Data supplied:
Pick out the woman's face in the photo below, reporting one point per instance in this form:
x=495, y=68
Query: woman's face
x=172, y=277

--

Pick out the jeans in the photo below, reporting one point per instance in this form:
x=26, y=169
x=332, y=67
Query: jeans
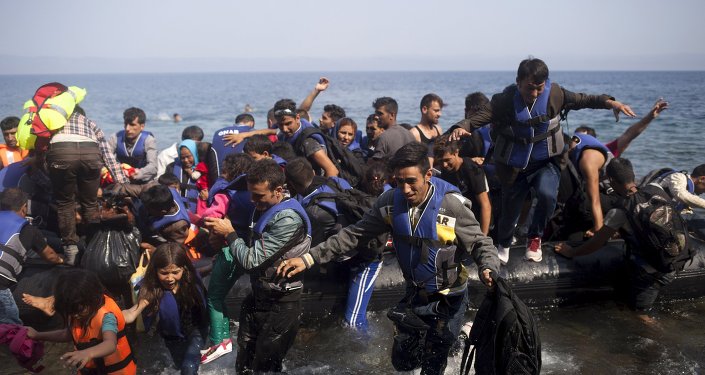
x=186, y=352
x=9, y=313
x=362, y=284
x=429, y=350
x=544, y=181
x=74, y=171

What is needed:
Set out every line from the material that contains the string "photo".

Final answer:
Pick out the woman's face in the photo below, reporting one point per instance in this form:
Pick out the jeans in the photo below, reporting one point per instance in this form:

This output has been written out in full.